> **WHAT TO WORK ON**: Give back only the lines in the records below from the one with "point(16, 626)" to the one with "point(40, 609)", both inclusive, word for word.

> **THE INPUT**:
###

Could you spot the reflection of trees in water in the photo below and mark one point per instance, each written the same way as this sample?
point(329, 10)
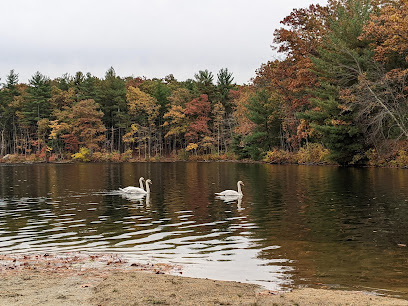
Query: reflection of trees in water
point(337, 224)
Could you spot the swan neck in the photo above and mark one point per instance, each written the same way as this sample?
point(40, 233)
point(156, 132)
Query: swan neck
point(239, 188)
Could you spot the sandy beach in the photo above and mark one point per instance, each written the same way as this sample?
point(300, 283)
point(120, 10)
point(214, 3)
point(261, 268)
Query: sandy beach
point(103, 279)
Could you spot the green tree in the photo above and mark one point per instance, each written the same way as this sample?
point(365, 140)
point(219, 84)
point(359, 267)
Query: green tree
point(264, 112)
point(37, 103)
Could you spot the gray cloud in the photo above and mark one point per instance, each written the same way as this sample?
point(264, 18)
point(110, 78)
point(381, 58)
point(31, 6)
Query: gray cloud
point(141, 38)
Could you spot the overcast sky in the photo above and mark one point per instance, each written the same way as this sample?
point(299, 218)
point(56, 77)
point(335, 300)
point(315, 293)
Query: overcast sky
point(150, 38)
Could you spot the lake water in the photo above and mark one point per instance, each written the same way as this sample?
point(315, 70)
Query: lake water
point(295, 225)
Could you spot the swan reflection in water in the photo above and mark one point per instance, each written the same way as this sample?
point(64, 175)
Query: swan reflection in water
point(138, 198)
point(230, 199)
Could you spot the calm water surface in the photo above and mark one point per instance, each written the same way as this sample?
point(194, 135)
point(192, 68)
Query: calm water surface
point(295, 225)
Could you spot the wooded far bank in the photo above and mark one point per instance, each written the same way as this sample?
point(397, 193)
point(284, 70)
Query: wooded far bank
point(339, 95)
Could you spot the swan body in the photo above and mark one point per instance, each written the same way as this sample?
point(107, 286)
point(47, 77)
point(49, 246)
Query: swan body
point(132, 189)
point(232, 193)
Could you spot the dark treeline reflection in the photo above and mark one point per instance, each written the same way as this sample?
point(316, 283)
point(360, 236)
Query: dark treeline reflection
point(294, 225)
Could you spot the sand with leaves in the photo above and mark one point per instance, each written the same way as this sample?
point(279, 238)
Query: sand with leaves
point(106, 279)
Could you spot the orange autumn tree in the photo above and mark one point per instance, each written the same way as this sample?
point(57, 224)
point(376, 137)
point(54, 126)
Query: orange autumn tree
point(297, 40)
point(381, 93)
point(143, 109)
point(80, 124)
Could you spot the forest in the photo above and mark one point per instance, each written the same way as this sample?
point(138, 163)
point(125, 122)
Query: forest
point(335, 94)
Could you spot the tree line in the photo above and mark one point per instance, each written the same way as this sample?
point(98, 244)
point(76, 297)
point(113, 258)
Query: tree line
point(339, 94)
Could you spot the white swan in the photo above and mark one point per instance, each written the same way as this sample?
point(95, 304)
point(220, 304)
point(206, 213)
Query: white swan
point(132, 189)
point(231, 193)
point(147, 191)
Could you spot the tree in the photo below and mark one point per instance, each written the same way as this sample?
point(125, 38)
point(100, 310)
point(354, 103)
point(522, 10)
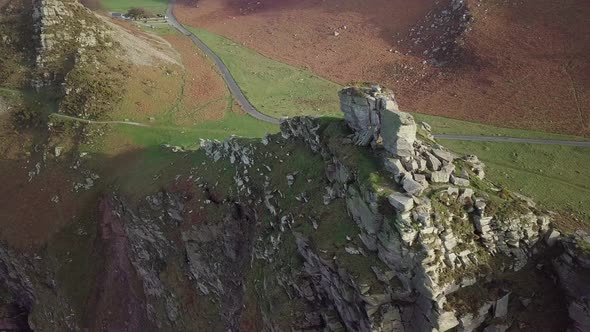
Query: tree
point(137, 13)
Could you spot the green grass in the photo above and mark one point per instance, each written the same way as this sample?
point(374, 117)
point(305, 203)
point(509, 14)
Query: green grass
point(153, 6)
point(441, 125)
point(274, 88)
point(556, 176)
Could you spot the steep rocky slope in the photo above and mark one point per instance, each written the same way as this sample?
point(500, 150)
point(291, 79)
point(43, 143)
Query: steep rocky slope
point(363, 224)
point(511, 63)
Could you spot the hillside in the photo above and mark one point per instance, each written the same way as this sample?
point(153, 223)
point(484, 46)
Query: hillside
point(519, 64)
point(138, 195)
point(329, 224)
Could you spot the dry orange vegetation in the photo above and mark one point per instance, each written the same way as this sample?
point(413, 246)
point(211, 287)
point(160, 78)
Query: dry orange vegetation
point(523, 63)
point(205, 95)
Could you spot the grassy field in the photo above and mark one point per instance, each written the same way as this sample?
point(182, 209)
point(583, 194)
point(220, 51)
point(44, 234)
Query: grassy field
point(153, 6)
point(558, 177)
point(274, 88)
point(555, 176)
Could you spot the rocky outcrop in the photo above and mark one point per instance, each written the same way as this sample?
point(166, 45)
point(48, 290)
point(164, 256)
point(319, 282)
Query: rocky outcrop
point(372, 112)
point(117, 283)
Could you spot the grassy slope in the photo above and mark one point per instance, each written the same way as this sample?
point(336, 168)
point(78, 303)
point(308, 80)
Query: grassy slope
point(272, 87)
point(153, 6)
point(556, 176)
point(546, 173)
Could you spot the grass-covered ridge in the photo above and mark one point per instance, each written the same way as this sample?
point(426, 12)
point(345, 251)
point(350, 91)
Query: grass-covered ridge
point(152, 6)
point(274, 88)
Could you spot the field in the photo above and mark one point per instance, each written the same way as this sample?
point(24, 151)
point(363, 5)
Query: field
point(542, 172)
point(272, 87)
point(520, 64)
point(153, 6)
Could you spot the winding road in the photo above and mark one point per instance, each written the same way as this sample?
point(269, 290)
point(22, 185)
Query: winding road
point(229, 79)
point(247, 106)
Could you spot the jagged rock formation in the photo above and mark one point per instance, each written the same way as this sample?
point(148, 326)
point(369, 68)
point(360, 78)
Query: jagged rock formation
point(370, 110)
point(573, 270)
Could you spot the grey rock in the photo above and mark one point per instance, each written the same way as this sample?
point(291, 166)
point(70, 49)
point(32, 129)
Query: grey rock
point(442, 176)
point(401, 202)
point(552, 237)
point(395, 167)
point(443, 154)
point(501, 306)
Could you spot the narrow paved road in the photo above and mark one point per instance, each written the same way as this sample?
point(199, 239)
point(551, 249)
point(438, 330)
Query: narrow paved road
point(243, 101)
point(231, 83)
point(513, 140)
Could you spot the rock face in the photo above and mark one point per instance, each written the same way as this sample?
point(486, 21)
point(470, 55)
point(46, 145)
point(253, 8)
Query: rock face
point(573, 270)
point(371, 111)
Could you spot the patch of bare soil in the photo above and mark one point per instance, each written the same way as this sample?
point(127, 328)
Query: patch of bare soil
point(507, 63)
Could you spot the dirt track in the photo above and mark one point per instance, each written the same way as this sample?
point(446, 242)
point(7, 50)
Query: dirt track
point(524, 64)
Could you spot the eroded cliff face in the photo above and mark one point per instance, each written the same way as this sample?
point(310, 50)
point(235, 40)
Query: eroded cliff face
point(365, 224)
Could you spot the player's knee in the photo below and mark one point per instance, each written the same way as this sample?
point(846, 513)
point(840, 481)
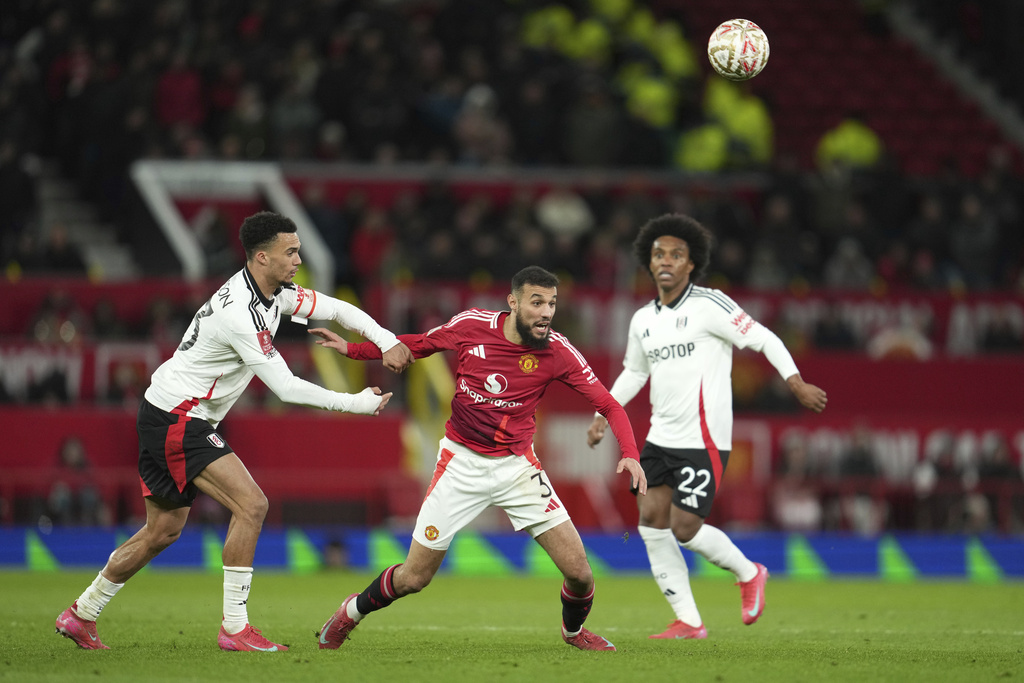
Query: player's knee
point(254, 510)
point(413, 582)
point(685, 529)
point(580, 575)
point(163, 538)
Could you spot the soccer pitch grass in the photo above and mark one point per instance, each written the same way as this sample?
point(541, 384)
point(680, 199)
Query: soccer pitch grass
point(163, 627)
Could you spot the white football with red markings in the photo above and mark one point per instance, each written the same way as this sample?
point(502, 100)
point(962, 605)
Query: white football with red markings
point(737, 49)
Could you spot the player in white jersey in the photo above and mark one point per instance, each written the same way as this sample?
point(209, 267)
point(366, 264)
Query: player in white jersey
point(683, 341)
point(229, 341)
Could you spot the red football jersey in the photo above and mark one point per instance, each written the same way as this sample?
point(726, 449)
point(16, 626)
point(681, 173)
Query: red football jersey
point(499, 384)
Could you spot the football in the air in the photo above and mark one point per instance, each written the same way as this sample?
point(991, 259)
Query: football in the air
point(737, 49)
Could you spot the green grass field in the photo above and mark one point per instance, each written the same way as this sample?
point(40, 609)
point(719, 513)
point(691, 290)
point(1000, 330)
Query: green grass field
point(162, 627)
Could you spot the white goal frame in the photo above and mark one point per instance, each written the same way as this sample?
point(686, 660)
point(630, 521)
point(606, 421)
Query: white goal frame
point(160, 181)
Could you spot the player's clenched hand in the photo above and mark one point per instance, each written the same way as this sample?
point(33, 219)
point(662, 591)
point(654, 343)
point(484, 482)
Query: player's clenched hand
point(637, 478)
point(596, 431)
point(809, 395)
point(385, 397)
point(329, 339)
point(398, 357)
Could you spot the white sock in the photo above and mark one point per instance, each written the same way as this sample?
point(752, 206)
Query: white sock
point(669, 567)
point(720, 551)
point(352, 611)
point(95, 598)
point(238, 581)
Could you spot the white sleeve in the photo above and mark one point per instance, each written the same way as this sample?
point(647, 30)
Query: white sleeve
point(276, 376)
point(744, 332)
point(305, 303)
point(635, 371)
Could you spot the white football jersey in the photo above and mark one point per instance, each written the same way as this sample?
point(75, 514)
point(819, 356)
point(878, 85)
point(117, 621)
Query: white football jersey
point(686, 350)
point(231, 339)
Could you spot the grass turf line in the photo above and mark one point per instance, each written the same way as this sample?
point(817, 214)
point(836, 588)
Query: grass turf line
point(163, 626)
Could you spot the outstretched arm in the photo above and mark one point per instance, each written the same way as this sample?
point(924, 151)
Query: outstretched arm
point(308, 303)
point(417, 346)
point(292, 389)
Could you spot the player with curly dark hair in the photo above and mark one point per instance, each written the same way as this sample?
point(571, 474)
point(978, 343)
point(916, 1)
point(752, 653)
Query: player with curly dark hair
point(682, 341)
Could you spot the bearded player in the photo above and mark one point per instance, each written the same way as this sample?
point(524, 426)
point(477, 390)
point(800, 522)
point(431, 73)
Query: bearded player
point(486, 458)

###

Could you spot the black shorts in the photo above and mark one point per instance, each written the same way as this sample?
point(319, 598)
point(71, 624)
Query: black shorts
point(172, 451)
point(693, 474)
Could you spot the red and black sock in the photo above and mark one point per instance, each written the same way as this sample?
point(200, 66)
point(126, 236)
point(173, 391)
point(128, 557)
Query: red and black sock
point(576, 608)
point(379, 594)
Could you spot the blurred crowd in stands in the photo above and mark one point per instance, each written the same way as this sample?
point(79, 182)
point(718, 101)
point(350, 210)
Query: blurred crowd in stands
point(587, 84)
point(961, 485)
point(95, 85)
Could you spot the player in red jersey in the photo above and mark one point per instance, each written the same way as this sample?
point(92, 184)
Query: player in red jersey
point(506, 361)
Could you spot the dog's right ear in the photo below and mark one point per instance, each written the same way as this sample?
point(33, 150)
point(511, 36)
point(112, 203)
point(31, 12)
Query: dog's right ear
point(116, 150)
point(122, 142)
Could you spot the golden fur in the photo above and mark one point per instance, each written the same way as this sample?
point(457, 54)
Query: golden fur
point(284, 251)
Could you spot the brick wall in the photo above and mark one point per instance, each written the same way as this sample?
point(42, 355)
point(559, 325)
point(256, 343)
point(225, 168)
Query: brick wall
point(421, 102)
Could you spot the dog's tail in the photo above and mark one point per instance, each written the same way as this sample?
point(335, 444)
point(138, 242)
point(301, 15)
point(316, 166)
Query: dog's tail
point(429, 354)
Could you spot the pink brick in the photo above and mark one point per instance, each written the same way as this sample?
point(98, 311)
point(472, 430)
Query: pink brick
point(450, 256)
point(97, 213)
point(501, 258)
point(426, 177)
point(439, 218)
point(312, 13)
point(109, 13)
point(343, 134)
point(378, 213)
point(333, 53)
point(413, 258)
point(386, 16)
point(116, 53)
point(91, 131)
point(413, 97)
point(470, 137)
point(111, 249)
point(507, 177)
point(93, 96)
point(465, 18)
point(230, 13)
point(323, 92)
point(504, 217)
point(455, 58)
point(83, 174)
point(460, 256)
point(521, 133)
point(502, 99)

###

> **WRITTEN ANSWER**:
point(16, 626)
point(681, 173)
Query: red football jersey
point(499, 384)
Could you spot the football in the air in the photo above and mark one point per instance, each written the same way as this sample?
point(991, 259)
Query: football in the air
point(737, 49)
Could you spot the green grass field in the photo above and mark one point per instance, each written the same way as this sample?
point(40, 609)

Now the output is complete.